• **Page**:

- - -

Does it matter when she was slighted? Am I stirring the pot or am I responding to a post ? Is it stirring the pot to respond with my opinion and outlook on my experience in ST? Maybe that is part of the problem. My participation and experience (and of course you can only see part of it as the rest has been trimmed) is judged as pot stirring and nothing more.


----------



## Guest

painterswife said:


> Does it matter when she was slighted? Am I stirring the pot or am I responding to a post ? Is it stirring the pot to respond with my opinion and outlook on my experience in ST? Maybe that is part of the problem. My participation and experience (and of course you can only see part of it as the rest has been trimmed) is judged as pot stirring and nothing more.


So here's the deal.......
I have a habit of browsing through old posts of people who SEEM to be pot-stirring...funny how those old posts reveal so much information about a person...how many posts they have written which criticize other people...how many posts they have written which serve only to keep those flames burning brightly vs calm an argument down....I love old posts !!!!!!!!!!!!!!!!!!!!! 

I spent time last night happily reading a lot of old posts from a few people ...
You have a nice day now


----------



## Terri in WV

painterswife said:


> Does it matter when she was slighted? Am I stirring the pot or am I responding to a post ? Is it stirring the pot to respond with my opinion and outlook on my experience in ST? Maybe that is part of the problem. My participation and experience (and of course you can only see part of it as the rest has been trimmed) is judged as pot stirring and nothing more.


Well, seeing as how we were talking about new arrivals, I think it does.

- - -

• **Data lines**:
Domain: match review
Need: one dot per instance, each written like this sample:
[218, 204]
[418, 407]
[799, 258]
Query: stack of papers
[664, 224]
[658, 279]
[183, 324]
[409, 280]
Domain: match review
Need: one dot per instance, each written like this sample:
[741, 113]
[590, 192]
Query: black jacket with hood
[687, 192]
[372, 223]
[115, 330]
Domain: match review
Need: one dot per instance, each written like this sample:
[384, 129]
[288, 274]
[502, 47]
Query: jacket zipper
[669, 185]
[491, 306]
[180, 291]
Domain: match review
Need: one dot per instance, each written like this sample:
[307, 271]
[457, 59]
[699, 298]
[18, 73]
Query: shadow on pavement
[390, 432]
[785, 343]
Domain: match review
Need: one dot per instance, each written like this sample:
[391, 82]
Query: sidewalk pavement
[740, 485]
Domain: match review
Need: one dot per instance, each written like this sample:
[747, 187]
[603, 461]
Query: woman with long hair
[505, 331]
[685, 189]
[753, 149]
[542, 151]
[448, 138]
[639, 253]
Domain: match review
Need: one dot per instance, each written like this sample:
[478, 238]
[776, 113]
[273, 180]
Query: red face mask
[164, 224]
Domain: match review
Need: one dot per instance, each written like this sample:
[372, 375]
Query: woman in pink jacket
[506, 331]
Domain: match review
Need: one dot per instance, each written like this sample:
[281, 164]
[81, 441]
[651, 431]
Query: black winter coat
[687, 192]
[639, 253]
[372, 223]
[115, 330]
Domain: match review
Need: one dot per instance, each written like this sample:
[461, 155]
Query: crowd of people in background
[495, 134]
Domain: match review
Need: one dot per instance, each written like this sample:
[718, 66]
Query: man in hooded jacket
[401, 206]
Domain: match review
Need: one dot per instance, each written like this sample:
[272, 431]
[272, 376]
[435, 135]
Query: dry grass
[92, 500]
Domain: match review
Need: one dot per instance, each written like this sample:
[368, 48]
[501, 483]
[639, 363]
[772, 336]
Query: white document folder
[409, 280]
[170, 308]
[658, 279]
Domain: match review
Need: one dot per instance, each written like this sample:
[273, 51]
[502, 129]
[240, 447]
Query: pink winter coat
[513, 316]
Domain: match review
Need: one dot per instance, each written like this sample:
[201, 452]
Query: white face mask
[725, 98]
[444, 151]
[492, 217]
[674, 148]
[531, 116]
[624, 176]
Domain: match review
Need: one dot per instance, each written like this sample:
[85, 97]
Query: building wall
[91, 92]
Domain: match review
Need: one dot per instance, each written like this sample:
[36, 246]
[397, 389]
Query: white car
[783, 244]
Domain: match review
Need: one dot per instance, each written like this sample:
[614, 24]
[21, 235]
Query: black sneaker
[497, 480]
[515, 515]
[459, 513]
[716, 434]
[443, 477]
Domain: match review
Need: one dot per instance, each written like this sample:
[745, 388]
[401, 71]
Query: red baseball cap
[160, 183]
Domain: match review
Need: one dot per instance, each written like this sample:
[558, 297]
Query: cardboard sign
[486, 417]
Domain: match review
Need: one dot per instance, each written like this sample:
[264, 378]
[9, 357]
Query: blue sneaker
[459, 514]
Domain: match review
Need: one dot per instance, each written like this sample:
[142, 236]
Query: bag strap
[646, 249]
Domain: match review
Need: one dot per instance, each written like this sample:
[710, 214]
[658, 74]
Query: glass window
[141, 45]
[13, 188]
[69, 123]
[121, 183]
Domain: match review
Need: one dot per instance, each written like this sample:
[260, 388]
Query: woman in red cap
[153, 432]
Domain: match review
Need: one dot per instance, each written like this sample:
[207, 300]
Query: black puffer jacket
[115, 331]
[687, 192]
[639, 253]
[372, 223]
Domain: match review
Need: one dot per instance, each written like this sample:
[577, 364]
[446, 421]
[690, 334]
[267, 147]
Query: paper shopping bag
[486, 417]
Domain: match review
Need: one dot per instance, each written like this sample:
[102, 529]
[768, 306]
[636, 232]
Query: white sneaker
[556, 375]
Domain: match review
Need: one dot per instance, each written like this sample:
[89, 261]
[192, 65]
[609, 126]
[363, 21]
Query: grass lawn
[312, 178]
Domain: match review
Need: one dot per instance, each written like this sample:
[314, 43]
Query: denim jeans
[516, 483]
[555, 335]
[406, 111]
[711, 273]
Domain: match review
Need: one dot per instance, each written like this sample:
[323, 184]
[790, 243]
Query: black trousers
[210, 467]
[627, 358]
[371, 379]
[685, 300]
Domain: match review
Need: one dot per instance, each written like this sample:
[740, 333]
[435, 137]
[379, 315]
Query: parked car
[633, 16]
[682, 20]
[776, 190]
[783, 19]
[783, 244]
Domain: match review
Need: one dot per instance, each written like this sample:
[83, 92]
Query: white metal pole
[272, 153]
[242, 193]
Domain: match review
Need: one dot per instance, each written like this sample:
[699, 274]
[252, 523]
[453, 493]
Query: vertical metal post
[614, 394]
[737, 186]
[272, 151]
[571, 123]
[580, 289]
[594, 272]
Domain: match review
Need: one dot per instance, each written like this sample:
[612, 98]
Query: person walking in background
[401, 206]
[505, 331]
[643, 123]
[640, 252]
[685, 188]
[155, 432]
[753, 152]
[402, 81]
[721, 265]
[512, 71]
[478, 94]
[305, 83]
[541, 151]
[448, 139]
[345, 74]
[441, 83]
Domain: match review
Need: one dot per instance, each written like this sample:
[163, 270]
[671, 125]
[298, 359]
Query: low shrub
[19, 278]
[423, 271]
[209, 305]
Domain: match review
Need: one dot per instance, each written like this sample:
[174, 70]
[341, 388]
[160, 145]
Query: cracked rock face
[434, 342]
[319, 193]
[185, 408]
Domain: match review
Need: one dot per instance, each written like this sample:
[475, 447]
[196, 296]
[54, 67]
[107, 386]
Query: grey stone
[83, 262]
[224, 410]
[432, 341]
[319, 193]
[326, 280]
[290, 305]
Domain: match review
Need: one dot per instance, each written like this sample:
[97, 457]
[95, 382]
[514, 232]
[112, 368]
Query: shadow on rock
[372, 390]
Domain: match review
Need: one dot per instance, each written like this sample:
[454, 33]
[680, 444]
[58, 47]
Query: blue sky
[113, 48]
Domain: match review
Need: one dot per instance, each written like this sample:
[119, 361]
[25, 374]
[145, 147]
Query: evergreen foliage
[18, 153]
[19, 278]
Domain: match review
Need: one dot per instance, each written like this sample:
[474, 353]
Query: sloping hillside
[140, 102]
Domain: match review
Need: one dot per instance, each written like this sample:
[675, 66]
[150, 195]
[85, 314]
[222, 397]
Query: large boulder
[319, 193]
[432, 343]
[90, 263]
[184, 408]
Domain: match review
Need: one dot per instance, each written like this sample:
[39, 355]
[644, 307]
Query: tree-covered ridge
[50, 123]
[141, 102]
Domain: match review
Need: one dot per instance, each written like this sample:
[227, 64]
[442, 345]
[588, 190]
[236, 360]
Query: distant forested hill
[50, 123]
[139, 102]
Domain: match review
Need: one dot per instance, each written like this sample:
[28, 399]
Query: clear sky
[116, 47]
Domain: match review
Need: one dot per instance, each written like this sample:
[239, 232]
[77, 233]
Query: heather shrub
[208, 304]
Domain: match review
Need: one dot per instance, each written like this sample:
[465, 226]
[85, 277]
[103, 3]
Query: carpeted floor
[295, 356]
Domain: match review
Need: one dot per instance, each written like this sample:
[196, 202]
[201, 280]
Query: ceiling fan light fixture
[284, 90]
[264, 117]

- - -

• **Task description**: In the forum thread, what reason does Terri in WV give for thinking it matters when she was slighted? Answer in one to three sentences. The items have nothing to do with the forum thread.

• **Output for this exercise**: Terri in WV thinks it matters because the discussion had been about new arrivals.